▶ **Work order**
In the text on identity below, what did the writer become on leaving Germany?

I have just crossed the border. I left Germany, I became German. Self-categorization had not been required previous to the border crossing. My identity was identical with its context. By leaving my home country and -culture I entered a new stage of individuation: I experienced myself as different, just as the young child has to learn that it is not one with the world.

Associating or disassociating oneself with the aspects of an identity category as defined by the Other, dealing with rigid concepts of what constitutes this category seems to leave only space for a reactive position. Is it possible however, to apply Foucault's claim here that the "discourse [in which a group is talked about] can be both an instrument and an effect of power, but also a hindrance, a stumbling block, a point of resistance and a starting point for an opposing strategy." [7]; does it make "possible the formation of a 'reverse' discourse: homosexuality [e.g.] began to speak in it's own behalf, to demand that its legitimacy or 'naturality' be acknowledged, often in the same vocabulary, using the same categories by which it was medically disqualified." [8]? It seems to me that within the boundaries of the reverse discourse, the fixity of the dominant discourse can only be answered by a 'reverse' discourse of fixity.

(Extracted data entries)
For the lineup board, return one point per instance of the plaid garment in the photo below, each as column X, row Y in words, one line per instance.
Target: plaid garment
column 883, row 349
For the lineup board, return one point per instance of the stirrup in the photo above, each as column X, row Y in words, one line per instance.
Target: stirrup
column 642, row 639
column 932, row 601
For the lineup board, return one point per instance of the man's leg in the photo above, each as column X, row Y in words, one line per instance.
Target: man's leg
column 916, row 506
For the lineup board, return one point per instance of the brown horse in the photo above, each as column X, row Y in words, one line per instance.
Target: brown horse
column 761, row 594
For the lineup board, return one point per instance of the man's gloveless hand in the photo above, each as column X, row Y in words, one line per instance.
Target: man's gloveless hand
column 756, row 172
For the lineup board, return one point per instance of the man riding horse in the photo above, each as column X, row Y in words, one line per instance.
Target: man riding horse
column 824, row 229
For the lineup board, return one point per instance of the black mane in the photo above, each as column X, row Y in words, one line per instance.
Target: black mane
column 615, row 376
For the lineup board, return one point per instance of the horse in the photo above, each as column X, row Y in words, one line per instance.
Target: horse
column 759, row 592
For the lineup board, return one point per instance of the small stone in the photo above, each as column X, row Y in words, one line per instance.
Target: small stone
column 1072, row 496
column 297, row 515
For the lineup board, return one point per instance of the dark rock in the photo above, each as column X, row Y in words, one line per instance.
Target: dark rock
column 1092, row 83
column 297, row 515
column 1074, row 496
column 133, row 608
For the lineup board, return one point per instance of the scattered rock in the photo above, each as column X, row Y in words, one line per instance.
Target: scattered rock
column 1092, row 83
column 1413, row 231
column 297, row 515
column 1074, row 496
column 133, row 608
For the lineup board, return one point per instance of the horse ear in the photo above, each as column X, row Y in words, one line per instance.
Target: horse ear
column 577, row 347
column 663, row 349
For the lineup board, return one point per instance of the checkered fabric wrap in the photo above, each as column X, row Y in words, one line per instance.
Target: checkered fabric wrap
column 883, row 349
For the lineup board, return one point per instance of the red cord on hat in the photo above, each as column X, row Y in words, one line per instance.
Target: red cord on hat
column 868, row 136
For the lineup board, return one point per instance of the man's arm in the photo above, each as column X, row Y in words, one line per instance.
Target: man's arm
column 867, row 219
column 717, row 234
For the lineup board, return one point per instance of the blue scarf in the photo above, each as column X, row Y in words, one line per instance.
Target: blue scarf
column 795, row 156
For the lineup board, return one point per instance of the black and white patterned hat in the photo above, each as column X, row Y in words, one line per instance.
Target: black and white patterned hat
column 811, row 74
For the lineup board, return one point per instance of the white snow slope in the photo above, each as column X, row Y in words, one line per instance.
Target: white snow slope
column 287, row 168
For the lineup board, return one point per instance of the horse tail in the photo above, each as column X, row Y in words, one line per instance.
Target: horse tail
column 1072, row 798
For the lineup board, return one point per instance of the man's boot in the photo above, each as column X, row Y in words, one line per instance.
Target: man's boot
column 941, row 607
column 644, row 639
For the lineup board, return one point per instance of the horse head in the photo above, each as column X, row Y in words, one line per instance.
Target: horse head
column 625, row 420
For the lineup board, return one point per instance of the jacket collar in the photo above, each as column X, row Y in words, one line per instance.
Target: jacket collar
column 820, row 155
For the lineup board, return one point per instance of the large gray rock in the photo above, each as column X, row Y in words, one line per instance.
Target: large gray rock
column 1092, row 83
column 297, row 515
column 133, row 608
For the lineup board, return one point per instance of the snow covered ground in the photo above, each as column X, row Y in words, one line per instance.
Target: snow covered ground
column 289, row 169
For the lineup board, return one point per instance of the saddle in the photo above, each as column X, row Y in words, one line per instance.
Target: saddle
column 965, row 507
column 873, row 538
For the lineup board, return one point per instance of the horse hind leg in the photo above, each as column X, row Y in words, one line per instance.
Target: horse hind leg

▶ **Task solution**
German.